1. A web drive line controlling apparatus for continuously driving a web at a constant
speed and stopping, said web drive line controlling apparatus comprising:
web surface inspection means for detecting a predetermined significant surface condition
of a surface of the web to output an appropriate electric signal as a timing signal;
controlling means for starting a deceleration of said web upon receiving said timing
signal so as to stop part of said web where said significant surface condition is
detected by said web surface inspection means at a predetermined station in said web
drive line; and
means for providing said controlling means with an activation signal to enable said
controlling means to perform said deceleration of said web.
2. A web drive line controlling apparatus as defined in claim 1, wherein said means
is manually operated to turn inactive so as not to provide said activation signal.
3. A web drive line controlling apparatus as defined in claim 2, wherein said predetermined
station is located at a predetermined distance from said web surface inspection means
to visually inspect said part of said web.
4. A web drive line controlling apparatus as defined in claim 2, wherein said web
surface inspection means is adapted to detect significant surface defects on said
surface of said web.
5. A web drive line controlling apparatus as defined in claim 4, wherein said web
surface inspection means comprises a surface defect detector for detecting surface
defects of said web and a pattern discriminator for discriminating a pattern of said
surface defects according to a plurality of predetermined patterns of surface defects.
########################################
### WRITTEN REQUEST 1
In the patent claims, what does the pattern discriminator in claim 5 use to discriminate a pattern of surface defects?
### WRITTEN REQUEST 2
Reproduce the patent claims word for word from "4. A web drive" to "of surface defects.".
########################################
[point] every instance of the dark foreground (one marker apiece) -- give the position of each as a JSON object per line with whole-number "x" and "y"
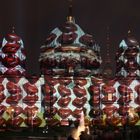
{"x": 61, "y": 133}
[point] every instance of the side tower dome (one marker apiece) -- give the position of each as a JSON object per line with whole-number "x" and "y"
{"x": 68, "y": 50}
{"x": 127, "y": 58}
{"x": 12, "y": 55}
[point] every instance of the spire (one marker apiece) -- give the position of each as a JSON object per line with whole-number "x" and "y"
{"x": 13, "y": 29}
{"x": 70, "y": 17}
{"x": 108, "y": 46}
{"x": 129, "y": 33}
{"x": 107, "y": 70}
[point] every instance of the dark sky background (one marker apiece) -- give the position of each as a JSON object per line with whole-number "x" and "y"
{"x": 34, "y": 19}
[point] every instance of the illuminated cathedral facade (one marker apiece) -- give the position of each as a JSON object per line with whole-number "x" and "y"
{"x": 71, "y": 81}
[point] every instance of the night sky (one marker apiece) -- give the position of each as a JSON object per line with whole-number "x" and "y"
{"x": 34, "y": 19}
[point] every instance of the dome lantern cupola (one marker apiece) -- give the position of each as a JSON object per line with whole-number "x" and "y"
{"x": 68, "y": 50}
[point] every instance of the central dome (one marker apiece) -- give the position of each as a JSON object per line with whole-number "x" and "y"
{"x": 68, "y": 50}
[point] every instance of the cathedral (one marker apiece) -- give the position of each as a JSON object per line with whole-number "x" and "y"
{"x": 71, "y": 81}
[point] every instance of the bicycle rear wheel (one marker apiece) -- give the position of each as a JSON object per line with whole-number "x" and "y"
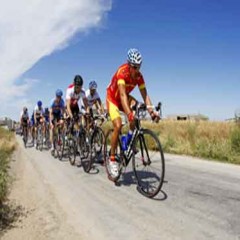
{"x": 107, "y": 151}
{"x": 148, "y": 163}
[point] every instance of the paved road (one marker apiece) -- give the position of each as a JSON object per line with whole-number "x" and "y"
{"x": 199, "y": 200}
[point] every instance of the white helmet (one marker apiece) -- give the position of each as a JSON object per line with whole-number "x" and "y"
{"x": 134, "y": 56}
{"x": 92, "y": 85}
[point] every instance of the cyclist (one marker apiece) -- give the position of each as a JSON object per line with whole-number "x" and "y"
{"x": 118, "y": 99}
{"x": 32, "y": 127}
{"x": 24, "y": 118}
{"x": 46, "y": 120}
{"x": 38, "y": 117}
{"x": 94, "y": 98}
{"x": 73, "y": 94}
{"x": 56, "y": 113}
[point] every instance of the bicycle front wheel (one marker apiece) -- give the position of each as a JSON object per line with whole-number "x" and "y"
{"x": 148, "y": 163}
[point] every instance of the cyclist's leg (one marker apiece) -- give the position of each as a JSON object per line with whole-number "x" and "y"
{"x": 51, "y": 132}
{"x": 117, "y": 125}
{"x": 131, "y": 101}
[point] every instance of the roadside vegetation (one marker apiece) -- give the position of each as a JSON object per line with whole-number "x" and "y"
{"x": 212, "y": 140}
{"x": 7, "y": 146}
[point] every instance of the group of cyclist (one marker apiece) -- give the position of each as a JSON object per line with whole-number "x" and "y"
{"x": 77, "y": 100}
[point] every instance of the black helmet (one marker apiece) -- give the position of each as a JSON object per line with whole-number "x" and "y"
{"x": 78, "y": 81}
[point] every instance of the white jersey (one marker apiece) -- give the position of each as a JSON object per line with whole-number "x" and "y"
{"x": 24, "y": 116}
{"x": 38, "y": 111}
{"x": 74, "y": 97}
{"x": 91, "y": 99}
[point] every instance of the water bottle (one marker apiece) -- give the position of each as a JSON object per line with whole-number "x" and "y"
{"x": 124, "y": 142}
{"x": 129, "y": 138}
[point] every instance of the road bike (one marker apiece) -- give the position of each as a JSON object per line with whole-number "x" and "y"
{"x": 96, "y": 138}
{"x": 146, "y": 152}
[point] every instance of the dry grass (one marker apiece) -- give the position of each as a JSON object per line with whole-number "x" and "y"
{"x": 213, "y": 140}
{"x": 7, "y": 146}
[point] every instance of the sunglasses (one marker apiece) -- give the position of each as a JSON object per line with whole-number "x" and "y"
{"x": 136, "y": 67}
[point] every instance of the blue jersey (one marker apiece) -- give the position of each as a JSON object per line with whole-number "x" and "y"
{"x": 57, "y": 108}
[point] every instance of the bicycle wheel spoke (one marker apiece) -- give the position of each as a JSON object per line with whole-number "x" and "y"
########################################
### EXERCISE SOLUTION 1
A plurality of predetermined patterns of surface defects.

### EXERCISE SOLUTION 2
4. A web drive line controlling apparatus as defined in claim 2, wherein said web
surface inspection means is adapted to detect significant surface defects on said
surface of said web.
5. A web drive line controlling apparatus as defined in claim 4, wherein said web
surface inspection means comprises a surface defect detector for detecting surface
defects of said web and a pattern discriminator for discriminating a pattern of said
surface defects according to a plurality of predetermined patterns of surface defects.